----- Page excerpt
Now I understand why Avery Archer has all the sudden become so prominent, because he is modern literature. In the very first sentence you have Avery Archer with attitudes of agnostics. It’s no longer about knowledge, evidence, belief, it’s questioning attitude. I guess you dislike Jane Friedman since you didn’t endorse her question-directed attitude model for agnosticism that Archer was trying to refute. Either way, undue weight to one modern researchers endeavors with agnosticism is now your lead over decades of common usage.
You have many errors. Of course agnosticism is not restricted to theology. Huxley described it as a method or principle. If you would have simply explained agnosticism as Huxley introduced it, then the reader could have been introduced to it as well.
You refer to agnosticism as a theory when that is not a common reference. You have strange claims like agnosticism rejects knowledge is obtainable, that absence of evidence leaves disbelief when this is a confusion of what evidence of absence means. Agnosticism is a lifestyle that resembles atheism? You have this in the lead. You even throw in an agnostic theist, which is from George Smith and his rejection of agnosticism as a third alternative. You make no mention of this to the reader. No where do you elaborate how Huxley defined agnosticism and then atheists, like George Smith didn’t like agnosticism as a third alternative, so he developed a different interpretation. You actually have George Smith’s interpretation before mentioning Huxley. You offer zero description of Huxley’s contribution to the very topic he started.
----------
What to do:
a) Reproduce the stretch of the comment on agnosticism from "You have many" through "it as well.".
b) Based on the comment on agnosticism, explain in one to three sentences why George Smith developed a different interpretation of agnosticism.
----- Supplied data
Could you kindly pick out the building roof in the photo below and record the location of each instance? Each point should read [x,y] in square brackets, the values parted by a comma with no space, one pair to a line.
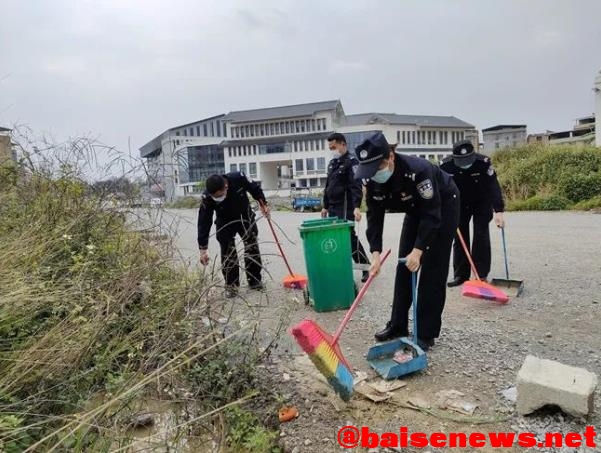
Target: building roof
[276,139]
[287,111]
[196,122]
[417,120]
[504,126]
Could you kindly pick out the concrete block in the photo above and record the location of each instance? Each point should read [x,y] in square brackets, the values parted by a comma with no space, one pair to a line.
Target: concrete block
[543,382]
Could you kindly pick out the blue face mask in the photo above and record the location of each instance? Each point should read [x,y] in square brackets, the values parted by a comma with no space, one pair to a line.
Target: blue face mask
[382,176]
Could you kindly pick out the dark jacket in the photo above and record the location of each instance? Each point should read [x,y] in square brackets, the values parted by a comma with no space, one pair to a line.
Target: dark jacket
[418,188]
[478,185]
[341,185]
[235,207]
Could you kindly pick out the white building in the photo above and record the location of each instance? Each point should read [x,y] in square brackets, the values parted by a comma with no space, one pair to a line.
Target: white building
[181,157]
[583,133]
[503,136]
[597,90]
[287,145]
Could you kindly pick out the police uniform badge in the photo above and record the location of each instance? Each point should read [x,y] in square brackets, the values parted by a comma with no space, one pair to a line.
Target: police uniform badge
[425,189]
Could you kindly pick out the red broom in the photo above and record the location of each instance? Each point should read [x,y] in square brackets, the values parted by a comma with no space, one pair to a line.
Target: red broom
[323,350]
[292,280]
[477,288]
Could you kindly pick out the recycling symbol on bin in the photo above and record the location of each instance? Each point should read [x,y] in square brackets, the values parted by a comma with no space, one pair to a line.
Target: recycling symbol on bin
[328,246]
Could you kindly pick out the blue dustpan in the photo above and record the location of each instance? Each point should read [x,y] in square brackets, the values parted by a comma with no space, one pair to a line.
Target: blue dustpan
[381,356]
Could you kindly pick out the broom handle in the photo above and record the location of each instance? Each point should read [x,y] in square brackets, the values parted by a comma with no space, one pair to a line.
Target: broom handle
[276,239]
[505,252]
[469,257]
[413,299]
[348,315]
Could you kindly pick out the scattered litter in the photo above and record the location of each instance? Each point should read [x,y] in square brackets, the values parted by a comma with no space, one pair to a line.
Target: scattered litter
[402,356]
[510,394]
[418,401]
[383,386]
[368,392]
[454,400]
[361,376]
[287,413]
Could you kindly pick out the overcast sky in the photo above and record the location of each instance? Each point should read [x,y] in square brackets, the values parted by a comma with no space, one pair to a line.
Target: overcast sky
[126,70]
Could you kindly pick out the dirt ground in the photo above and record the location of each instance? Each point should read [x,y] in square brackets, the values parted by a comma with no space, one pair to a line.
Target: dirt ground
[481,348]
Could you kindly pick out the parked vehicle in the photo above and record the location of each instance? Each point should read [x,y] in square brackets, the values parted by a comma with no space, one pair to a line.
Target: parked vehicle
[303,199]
----------
Results of the exercise:
a)
You have many errors. Of course agnosticism is not restricted to theology. Huxley described it as a method or principle. If you would have simply explained agnosticism as Huxley introduced it, then the reader could have been introduced to it as well.

b) George Smith was an atheist who did not like agnosticism as a third alternative. For that reason, he developed a different interpretation of it.